== DIRECTIONS ==
Pick out every line in the rows below that contains the word "snow", and copy each one in full.
>> begin
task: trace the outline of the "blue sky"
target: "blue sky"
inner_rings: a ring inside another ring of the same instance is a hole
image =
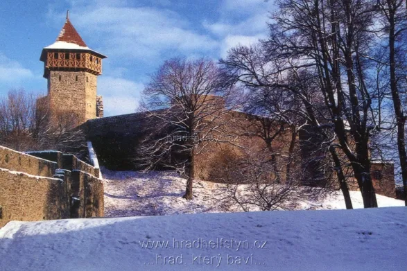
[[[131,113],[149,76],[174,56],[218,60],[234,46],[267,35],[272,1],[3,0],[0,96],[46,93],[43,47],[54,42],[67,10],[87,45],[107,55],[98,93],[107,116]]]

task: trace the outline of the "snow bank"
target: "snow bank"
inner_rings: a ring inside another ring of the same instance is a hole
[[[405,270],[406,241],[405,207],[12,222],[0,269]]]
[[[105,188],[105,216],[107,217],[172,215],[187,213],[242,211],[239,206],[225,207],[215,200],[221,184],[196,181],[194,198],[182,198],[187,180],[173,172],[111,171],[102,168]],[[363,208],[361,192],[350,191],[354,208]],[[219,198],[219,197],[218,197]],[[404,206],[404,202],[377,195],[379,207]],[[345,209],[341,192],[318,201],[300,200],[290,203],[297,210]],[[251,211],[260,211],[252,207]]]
>> end
>> begin
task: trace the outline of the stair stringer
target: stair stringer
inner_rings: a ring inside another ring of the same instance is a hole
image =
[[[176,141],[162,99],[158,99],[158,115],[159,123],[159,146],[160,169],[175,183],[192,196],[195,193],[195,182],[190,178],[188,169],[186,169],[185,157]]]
>> end
== RESPONSE TO THIS EXERCISE ==
task: trace the outline of the "snow bank"
target: "snow bank"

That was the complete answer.